> **Aim**
Every line of the material below should be repeated exactly.

--- BEGIN Dataset extract ---

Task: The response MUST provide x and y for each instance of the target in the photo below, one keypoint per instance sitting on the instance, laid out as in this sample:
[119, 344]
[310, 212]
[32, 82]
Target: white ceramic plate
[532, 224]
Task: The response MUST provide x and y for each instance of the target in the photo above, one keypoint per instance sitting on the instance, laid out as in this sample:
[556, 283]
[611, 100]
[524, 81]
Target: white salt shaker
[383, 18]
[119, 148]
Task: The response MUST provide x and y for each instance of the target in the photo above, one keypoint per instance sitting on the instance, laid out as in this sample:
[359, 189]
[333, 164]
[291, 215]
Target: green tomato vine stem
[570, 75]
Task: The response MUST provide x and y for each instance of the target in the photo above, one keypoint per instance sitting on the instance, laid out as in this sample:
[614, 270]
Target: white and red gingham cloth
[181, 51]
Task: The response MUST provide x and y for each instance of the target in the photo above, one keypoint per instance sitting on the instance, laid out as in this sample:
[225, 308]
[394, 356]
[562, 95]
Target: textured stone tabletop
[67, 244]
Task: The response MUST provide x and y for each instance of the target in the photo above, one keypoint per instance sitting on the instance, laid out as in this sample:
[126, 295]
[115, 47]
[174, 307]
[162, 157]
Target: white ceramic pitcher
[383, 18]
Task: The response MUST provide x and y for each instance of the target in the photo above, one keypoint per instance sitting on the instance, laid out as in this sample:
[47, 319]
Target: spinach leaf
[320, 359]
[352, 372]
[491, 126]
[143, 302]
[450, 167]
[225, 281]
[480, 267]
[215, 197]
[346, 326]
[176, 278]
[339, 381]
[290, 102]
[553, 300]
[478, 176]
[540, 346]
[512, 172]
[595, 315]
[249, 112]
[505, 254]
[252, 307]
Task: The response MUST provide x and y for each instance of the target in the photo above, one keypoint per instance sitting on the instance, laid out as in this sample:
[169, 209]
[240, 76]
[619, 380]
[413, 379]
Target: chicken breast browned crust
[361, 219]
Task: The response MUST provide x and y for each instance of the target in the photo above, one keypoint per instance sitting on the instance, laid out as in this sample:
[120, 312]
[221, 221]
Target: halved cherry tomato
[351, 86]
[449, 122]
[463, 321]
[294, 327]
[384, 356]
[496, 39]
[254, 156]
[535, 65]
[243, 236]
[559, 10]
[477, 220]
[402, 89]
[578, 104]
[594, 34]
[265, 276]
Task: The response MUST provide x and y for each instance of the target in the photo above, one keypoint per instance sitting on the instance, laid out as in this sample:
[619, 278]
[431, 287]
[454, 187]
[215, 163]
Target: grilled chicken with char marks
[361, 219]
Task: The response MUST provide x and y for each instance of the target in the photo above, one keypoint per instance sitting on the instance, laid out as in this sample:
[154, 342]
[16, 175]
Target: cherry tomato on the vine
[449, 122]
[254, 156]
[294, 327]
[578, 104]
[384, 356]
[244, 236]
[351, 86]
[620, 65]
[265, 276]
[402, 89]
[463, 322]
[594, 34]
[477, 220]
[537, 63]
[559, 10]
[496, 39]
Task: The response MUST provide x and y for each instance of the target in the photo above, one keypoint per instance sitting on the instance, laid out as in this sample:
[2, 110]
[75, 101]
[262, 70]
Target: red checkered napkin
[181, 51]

--- END Dataset extract ---

> **Final answer**
Task: The response MUST provide x and y for each instance of the target in the photo below, one keypoint per instance sitting on the instance, laid out as in this sample:
[119, 344]
[310, 212]
[32, 82]
Target: white ceramic plate
[532, 224]
Task: The response MUST provide x and y for each instance of the target in the photo above, one keypoint per instance sitting on the instance, laid out as in this sample:
[556, 283]
[611, 100]
[524, 81]
Target: white salt shaker
[383, 18]
[119, 148]
Task: The response MUST provide x and y for each instance of the target in the photo above, one keypoint per instance sitting on the instance, laid out as in this sample:
[359, 189]
[333, 164]
[291, 215]
Target: green tomato vine stem
[570, 75]
Task: The response MUST provide x and y for each instance of the target in the photo above, one keypoint per instance sitting on the instance, laid out as in this sample:
[614, 270]
Target: white and red gingham cloth
[181, 51]
Task: The response MUST provide x and y for each instance of the target in the photo above, one keypoint per instance sitting on the instance, laid out as in this sample:
[225, 308]
[394, 356]
[562, 95]
Target: textured stone tabletop
[67, 244]
Task: The response MUST provide x and y for each instance of the target in the photo above, one keypoint per instance sitting on the instance, laid out as in this sample:
[126, 295]
[115, 47]
[174, 307]
[162, 157]
Target: white ceramic pitcher
[383, 18]
Task: The response MUST provide x and y for each instance of the target in the photo above, one keypoint per instance sitting on the instance, laid out as in this sample:
[47, 319]
Target: spinach leaf
[320, 359]
[352, 372]
[491, 126]
[143, 302]
[450, 167]
[225, 281]
[480, 267]
[215, 197]
[346, 326]
[176, 278]
[339, 381]
[290, 102]
[553, 300]
[478, 176]
[540, 346]
[512, 172]
[595, 315]
[249, 112]
[505, 254]
[252, 307]
Task: The response MUST provide x and y for each instance of the target in the photo above, one keypoint per instance sitting on the instance, laid out as in this sample:
[169, 209]
[240, 76]
[619, 380]
[413, 379]
Target: chicken breast browned crust
[361, 219]
Task: The response MUST provide x and y for each instance of the target in the photo above, one keypoint per instance sitting on the instance, laid out as in this sample:
[120, 312]
[221, 221]
Target: halved cherry tomato
[351, 86]
[449, 122]
[463, 321]
[294, 327]
[384, 356]
[496, 39]
[254, 156]
[535, 65]
[243, 236]
[559, 10]
[477, 220]
[402, 89]
[578, 104]
[594, 34]
[265, 276]
Task: The response MUST provide x and y for each instance of the target in the photo above, one keypoint per instance sitting on the instance, laid out as in this sample:
[619, 278]
[431, 287]
[454, 187]
[215, 163]
Target: grilled chicken with char marks
[361, 219]
Task: The response MUST provide x and y for each instance of the target in the photo above, one keypoint per instance sitting on the instance, laid out as in this sample:
[154, 342]
[16, 175]
Target: cherry tomato on the vine
[449, 122]
[254, 156]
[294, 327]
[578, 104]
[384, 356]
[244, 236]
[351, 86]
[620, 65]
[265, 276]
[402, 89]
[463, 322]
[594, 34]
[477, 220]
[537, 63]
[559, 10]
[496, 39]
Task: The response MUST provide x and y for each instance of the target in the photo above, one keypoint per instance sitting on the instance, laid out as in this sample:
[2, 110]
[75, 101]
[262, 70]
Target: red checkered napkin
[181, 51]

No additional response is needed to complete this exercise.